Coordinate annotation entries:
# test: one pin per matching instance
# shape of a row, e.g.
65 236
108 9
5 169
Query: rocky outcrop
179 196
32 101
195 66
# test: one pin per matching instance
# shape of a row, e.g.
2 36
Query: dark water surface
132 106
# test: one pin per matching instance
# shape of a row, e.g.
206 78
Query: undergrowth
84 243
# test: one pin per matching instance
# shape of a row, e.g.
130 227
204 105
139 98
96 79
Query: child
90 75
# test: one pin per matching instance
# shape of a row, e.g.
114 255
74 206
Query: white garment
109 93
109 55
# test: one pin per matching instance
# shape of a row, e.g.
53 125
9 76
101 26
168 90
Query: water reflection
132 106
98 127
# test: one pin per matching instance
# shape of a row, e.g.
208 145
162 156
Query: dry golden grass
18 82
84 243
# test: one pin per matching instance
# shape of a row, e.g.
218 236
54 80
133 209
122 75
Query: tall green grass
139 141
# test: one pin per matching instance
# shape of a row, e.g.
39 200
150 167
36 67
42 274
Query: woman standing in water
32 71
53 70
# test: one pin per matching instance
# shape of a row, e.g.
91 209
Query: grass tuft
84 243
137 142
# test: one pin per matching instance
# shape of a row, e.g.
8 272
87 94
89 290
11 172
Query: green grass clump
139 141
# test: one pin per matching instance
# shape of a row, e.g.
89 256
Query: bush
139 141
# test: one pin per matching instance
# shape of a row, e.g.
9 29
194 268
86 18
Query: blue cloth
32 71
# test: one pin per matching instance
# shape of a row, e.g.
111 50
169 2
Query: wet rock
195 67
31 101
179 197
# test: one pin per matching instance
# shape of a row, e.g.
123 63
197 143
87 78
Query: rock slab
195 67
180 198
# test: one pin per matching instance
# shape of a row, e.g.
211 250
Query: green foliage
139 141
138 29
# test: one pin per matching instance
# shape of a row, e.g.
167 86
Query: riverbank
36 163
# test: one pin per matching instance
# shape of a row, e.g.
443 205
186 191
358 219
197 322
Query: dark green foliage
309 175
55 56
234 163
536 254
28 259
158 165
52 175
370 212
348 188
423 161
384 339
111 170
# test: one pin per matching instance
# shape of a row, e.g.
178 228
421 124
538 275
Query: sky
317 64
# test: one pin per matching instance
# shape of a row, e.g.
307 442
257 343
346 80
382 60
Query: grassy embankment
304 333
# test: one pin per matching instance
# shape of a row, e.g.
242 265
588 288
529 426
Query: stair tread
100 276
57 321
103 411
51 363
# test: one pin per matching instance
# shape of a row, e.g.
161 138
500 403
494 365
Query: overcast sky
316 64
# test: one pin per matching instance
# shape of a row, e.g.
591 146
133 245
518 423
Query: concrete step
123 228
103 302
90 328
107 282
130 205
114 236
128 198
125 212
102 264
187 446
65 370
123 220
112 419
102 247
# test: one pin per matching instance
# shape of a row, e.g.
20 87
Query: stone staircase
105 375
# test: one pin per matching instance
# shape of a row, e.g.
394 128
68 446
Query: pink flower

■ What the exercise asks
Reproduce the records word for word.

■ Response for this exercise
# test: one pin per matching instance
# shape of a row, e.g.
65 236
108 9
5 169
Query: rocky outcrop
179 196
32 101
195 66
# test: one pin per matching instance
# shape of a row, e.g.
2 36
Query: dark water surface
132 106
# test: one pin per matching instance
# shape of a row, e.g.
206 78
Query: undergrowth
84 243
# test: one pin per matching instance
# shape of a row, e.g.
130 227
204 105
139 98
96 79
Query: child
90 75
# test: one pin per matching instance
# shape of a row, e.g.
114 255
74 206
Query: white garment
109 93
109 55
# test: one pin per matching instance
# shape of a row, e.g.
53 125
9 76
101 26
168 90
Query: water reflection
132 106
98 127
# test: one pin per matching instance
# shape of a row, e.g.
208 145
162 156
Query: dry golden grass
18 82
84 243
# test: one pin per matching instance
# shape of a row, e.g.
218 236
54 80
133 209
122 75
Query: tall green grass
139 141
# test: one pin per matching instance
# shape of a row, e.g.
39 200
150 167
36 67
42 274
Query: woman standing in water
32 71
53 70
# test: one pin per matching instance
# shape of a row, e.g.
91 209
Query: grass tuft
84 243
137 142
# test: one pin per matching instance
# shape of a row, e.g.
8 272
87 94
89 290
11 172
Query: green grass clump
139 141
# test: one pin per matching instance
# shape of a row, e.g.
89 256
Query: bush
139 141
# test: one pin per matching instance
# shape of a row, e.g.
9 29
194 268
86 18
Query: blue cloth
32 71
# test: one pin per matching instance
# shape of a row, e.g.
111 50
169 2
Query: wet rock
195 67
31 101
179 197
# test: one pin per matching instance
# shape of a row, e.g.
123 63
197 143
87 78
Query: rock slab
195 67
180 198
# test: one pin per matching instance
# shape of a row, e.g.
211 250
Query: green foliage
139 141
138 29
# test: one pin per matching instance
# shape of a row, e.g.
167 86
Query: riverbank
36 163
# test: one pin per matching instance
# shape of a row, e.g.
443 205
186 191
358 219
197 322
Query: dark green foliage
309 175
55 56
234 163
536 254
28 259
158 165
52 175
370 212
348 188
423 161
384 339
111 170
# test: one pin per matching instance
# shape of a row, e.g.
178 228
421 124
538 275
Query: sky
317 64
# test: one pin per matching instance
# shape of a row, e.g.
307 442
257 343
346 80
382 60
Query: grassy embankment
304 333
# test: one pin per matching instance
# shape of a row, e.g.
242 265
588 288
529 426
Query: stair tread
100 276
57 321
103 411
51 363
# test: one pin per matching instance
# shape of a row, e.g.
161 138
500 403
494 365
Query: overcast sky
316 64
# test: one pin per matching instance
# shape of a row, e.g.
591 146
133 245
518 423
Query: concrete step
123 228
103 302
90 328
107 282
130 205
114 236
128 198
125 212
102 264
187 446
65 370
123 220
112 419
102 247
# test: one pin per matching instance
# shape of a row, e.g.
20 87
Query: stone staircase
105 375
# test: one pin per matching instance
# shape of a row, e.g.
394 128
68 446
Query: pink flower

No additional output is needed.